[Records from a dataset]

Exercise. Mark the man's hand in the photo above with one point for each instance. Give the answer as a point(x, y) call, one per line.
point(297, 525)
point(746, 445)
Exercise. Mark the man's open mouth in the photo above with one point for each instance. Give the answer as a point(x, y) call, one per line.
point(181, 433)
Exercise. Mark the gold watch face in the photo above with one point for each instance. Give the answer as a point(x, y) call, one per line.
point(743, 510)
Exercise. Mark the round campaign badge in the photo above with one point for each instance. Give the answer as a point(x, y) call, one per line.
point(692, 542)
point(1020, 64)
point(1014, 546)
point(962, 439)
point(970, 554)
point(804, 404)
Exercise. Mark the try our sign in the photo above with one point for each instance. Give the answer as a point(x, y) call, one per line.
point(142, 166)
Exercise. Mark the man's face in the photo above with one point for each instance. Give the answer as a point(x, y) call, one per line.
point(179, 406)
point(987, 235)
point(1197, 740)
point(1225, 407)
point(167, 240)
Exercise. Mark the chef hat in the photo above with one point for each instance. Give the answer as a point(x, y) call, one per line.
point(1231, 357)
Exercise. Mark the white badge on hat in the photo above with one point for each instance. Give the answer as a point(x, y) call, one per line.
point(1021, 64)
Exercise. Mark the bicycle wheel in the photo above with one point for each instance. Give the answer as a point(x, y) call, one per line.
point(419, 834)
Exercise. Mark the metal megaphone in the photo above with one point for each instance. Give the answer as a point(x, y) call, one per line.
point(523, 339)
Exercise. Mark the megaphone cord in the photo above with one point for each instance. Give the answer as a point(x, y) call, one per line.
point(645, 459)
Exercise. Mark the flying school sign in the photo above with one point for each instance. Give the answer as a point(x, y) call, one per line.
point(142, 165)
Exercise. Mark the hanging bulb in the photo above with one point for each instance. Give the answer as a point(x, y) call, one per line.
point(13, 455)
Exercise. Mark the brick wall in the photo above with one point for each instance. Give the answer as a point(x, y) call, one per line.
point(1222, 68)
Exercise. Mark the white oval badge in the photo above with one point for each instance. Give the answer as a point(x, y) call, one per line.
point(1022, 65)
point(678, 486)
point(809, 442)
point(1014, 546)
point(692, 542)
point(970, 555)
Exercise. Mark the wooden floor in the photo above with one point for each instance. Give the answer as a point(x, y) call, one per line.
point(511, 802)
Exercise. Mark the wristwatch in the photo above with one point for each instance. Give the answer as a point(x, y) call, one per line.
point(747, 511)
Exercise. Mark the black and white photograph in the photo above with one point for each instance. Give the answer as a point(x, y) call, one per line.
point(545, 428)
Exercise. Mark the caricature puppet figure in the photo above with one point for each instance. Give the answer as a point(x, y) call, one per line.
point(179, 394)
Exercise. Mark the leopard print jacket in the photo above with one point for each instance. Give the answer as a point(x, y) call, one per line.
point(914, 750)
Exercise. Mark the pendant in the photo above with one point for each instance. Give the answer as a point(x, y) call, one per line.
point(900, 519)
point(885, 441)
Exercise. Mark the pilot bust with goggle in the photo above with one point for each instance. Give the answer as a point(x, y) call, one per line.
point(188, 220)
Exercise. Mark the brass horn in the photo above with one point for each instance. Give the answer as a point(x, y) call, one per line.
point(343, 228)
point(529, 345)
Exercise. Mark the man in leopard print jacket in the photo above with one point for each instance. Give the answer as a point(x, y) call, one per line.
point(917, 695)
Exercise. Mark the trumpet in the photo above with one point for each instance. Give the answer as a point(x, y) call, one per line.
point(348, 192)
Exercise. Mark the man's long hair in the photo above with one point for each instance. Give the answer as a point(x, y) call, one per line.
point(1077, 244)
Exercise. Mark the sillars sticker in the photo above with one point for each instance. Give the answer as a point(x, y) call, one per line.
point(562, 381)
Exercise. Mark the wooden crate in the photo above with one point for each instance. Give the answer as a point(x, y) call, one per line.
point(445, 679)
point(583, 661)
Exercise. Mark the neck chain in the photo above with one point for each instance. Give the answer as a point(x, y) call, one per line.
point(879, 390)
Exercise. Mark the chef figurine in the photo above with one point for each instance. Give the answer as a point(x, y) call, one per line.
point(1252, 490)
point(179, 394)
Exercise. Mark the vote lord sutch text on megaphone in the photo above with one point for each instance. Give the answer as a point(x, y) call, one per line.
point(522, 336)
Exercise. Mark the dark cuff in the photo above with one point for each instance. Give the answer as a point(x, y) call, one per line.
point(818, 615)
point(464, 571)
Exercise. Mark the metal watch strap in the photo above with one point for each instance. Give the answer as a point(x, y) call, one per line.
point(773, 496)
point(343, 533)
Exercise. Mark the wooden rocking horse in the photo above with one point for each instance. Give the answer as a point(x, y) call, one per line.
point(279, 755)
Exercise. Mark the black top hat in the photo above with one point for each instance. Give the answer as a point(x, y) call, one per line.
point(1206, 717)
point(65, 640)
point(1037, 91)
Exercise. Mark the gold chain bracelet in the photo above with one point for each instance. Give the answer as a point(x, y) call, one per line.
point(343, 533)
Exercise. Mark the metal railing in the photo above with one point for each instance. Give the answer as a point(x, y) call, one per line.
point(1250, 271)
---
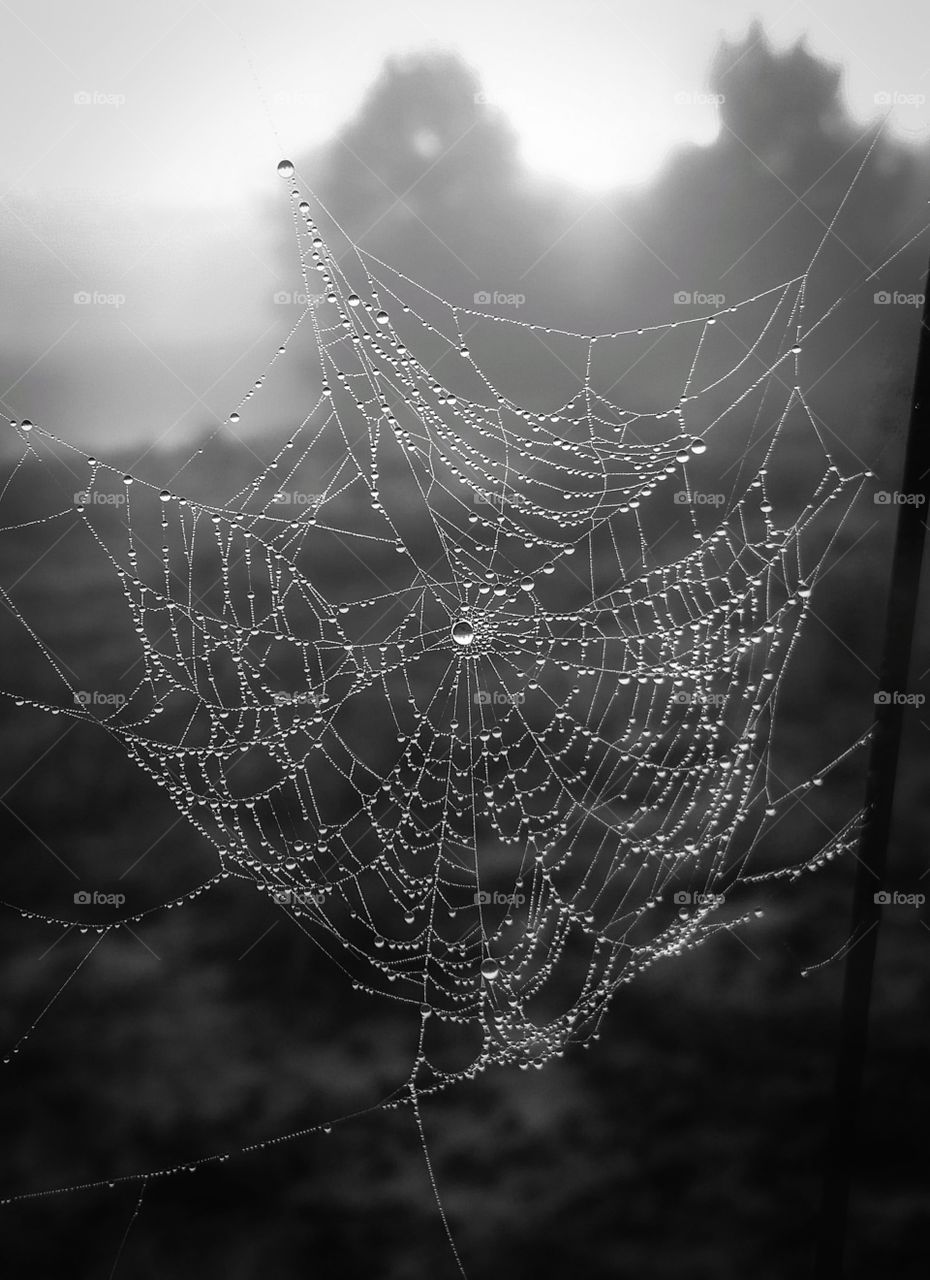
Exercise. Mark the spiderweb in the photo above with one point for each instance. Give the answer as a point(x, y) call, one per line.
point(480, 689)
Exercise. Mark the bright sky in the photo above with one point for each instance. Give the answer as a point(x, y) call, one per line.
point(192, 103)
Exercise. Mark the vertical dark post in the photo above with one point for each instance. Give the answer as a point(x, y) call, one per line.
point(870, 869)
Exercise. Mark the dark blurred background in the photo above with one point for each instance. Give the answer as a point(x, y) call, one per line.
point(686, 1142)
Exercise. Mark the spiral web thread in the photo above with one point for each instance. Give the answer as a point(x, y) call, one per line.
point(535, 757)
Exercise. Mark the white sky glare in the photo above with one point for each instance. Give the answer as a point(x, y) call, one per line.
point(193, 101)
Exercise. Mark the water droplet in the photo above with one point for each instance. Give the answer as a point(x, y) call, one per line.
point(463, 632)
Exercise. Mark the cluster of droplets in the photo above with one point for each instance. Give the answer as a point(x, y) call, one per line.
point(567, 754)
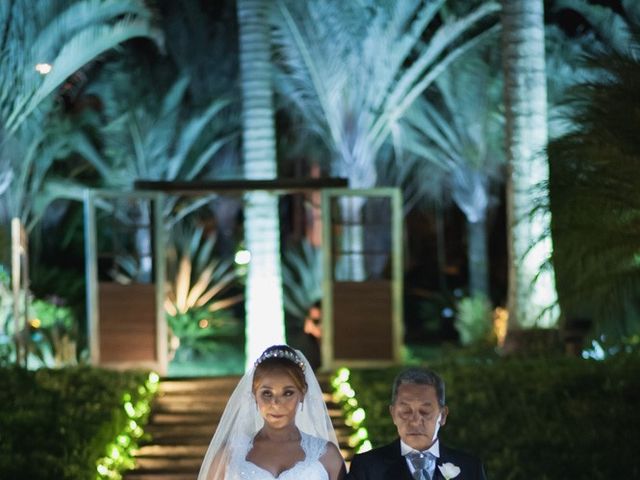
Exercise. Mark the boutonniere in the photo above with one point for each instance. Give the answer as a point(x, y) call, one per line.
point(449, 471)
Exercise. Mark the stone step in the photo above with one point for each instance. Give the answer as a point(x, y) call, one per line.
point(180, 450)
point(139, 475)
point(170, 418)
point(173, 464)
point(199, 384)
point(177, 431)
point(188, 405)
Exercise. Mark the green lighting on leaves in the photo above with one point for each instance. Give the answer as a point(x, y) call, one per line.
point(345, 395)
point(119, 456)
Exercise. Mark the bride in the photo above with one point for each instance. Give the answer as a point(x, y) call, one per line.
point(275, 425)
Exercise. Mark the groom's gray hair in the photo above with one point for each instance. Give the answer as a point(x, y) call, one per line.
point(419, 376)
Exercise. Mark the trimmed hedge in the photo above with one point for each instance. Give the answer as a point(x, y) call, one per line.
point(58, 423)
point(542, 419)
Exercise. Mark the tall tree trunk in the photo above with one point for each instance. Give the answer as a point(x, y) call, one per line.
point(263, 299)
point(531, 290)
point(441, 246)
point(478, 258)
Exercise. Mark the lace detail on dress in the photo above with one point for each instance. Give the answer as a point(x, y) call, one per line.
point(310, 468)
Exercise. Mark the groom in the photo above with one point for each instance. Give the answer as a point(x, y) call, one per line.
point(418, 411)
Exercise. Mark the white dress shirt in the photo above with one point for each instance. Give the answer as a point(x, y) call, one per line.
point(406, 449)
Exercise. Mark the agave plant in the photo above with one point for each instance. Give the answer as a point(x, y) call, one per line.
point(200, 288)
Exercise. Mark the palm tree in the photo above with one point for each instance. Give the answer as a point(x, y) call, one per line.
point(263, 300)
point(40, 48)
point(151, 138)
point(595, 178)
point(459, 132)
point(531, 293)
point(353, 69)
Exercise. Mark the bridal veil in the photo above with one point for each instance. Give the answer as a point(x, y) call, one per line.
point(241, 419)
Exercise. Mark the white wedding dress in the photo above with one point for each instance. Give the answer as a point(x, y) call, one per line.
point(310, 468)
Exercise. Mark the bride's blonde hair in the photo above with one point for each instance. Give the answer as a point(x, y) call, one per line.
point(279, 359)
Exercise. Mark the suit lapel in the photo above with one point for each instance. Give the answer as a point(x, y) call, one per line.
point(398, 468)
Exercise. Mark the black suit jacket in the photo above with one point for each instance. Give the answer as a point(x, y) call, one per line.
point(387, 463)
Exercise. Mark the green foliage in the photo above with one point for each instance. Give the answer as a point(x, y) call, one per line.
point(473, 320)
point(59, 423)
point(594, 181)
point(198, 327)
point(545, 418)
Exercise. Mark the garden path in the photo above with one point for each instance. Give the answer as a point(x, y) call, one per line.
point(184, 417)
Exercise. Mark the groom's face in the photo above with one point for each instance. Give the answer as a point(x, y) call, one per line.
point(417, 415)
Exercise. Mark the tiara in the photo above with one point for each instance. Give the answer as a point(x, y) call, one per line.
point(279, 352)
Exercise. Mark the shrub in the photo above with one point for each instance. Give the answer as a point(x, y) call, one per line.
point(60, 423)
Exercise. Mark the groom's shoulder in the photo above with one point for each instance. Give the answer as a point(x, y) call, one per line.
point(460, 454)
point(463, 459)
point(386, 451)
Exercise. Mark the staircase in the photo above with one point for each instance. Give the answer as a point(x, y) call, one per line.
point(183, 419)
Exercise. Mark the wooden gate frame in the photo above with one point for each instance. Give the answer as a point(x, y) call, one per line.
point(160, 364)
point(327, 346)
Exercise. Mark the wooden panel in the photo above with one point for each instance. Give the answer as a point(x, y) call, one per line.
...
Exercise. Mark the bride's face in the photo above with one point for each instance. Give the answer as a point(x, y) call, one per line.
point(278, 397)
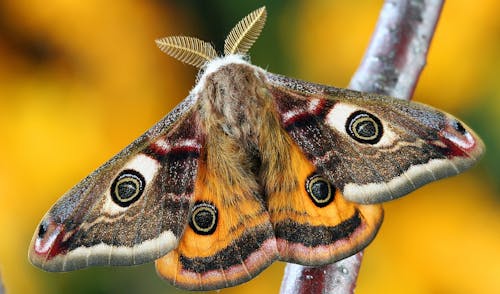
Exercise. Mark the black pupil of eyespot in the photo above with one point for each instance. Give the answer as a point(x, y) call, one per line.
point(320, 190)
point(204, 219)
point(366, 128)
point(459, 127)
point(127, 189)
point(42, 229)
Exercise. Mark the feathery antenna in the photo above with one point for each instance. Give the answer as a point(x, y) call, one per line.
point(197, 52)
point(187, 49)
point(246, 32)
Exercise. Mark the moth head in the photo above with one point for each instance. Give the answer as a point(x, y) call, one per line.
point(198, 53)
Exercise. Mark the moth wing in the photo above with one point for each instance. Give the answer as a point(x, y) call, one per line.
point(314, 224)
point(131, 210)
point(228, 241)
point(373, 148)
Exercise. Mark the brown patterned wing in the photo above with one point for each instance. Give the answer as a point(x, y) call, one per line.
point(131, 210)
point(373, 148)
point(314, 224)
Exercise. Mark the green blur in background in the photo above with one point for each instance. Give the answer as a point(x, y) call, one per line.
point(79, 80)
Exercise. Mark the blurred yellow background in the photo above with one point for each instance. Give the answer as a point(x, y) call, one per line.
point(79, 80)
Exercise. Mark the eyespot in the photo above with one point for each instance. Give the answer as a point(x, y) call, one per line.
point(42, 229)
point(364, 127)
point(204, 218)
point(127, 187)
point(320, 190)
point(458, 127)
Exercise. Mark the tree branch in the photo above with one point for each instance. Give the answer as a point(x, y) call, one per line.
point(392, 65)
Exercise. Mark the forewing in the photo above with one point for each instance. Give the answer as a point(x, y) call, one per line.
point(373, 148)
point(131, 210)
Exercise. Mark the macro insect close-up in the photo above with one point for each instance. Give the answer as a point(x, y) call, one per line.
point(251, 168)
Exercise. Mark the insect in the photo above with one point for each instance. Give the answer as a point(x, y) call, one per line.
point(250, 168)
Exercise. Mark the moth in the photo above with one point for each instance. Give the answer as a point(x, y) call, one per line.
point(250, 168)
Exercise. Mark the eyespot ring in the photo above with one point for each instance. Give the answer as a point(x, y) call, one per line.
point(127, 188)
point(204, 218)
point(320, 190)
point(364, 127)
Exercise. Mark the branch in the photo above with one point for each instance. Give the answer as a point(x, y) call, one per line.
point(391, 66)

**Exercise objective:** Starting at the line that contains "Exercise. Mark the shrub" and stopping after the line that contains "Exercise. Mark the wooden panel", write out every line exactly as it appears above, and no other line.

**Problem solution:**
Exercise. Mark the shrub in the photo above with one point for each instance. Give the answer as a point(x, y) call, one per line.
point(60, 423)
Exercise. Mark the groom's shoulder in the photo above with one point for each instance. Give the answer as a point(x, y) call, one per line.
point(460, 454)
point(463, 459)
point(386, 451)
Exercise. Mark the staircase in the photo above with one point for each instance. Give the answer as a point(x, y) call, one per line.
point(183, 419)
Exercise. Mark the wooden gate frame in the photo above with one point for each instance. Give the answer as a point(x, y) call, one per line.
point(160, 364)
point(327, 346)
Exercise. Mark the wooden panel in the photo above with one point for each instance. Give the answer as a point(x, y) call, one per line.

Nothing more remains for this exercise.